> _What is asked_: Revise the lines from the one with "# Outline the region of every instance of the reflection" up to and including the one with "--target reflection of sky" by replacing "reflection of sky" with "sky reflection" and leaving everything else untouched. Output only those lines.

> _Data to use_:
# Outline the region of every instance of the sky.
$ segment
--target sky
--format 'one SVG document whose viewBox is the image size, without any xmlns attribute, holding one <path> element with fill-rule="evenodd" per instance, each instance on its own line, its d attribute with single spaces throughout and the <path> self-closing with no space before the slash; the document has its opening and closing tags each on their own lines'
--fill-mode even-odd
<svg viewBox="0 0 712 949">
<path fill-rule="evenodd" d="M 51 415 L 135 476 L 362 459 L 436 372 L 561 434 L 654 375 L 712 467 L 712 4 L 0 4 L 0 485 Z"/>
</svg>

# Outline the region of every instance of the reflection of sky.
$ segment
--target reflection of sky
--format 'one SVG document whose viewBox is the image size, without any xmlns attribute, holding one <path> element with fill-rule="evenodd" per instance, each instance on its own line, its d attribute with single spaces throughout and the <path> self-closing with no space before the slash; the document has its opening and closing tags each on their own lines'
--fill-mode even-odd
--
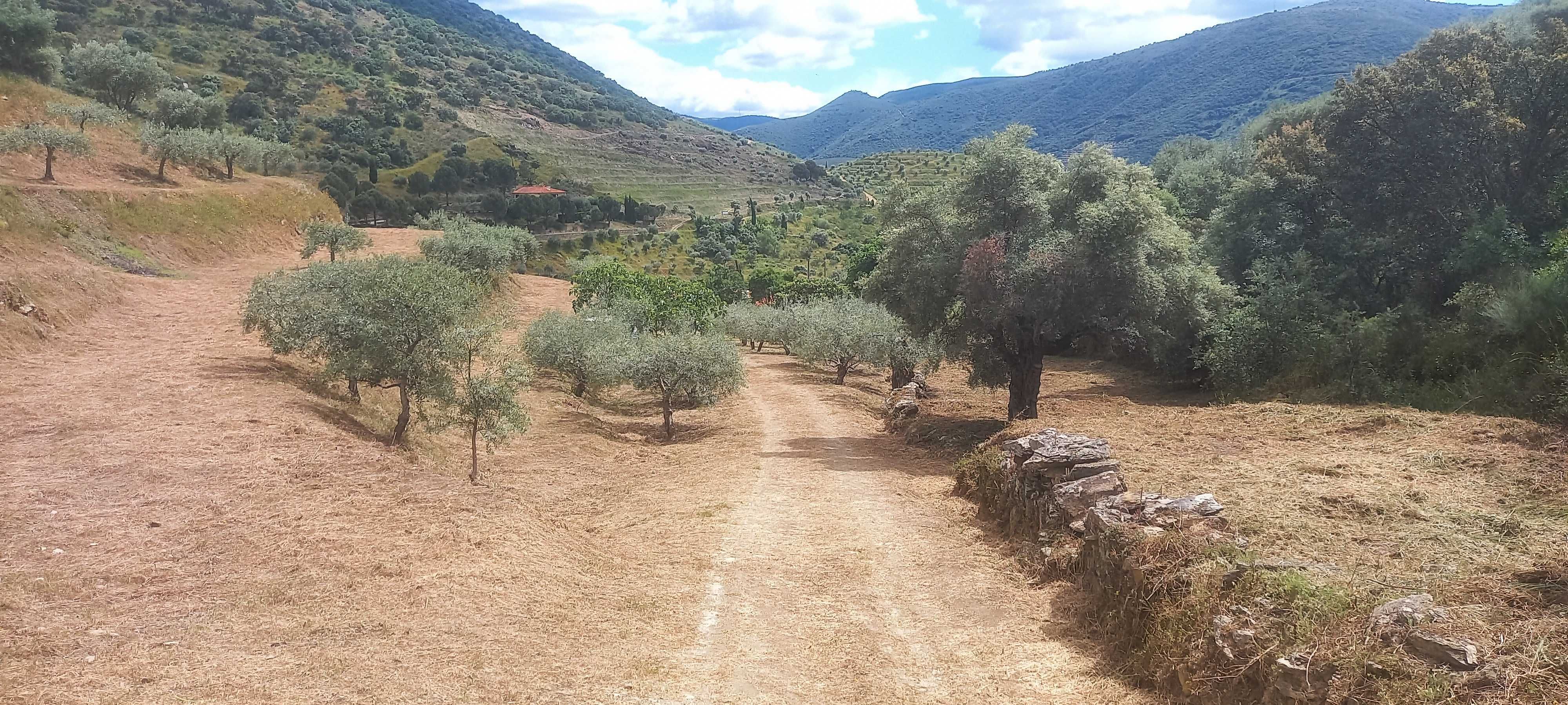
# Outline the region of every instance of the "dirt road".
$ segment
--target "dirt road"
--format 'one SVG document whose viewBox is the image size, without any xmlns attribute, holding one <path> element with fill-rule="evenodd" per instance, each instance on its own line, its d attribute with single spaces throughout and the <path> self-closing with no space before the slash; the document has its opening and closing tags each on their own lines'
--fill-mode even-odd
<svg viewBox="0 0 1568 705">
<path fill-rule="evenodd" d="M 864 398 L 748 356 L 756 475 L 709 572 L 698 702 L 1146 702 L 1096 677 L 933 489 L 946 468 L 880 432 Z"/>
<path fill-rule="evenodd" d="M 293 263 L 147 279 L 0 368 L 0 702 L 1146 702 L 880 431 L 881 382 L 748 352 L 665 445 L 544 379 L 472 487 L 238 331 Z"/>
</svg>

> _Problem solution_:
# Outline the region of every instance of the sky reflection.
$ segment
--target sky reflection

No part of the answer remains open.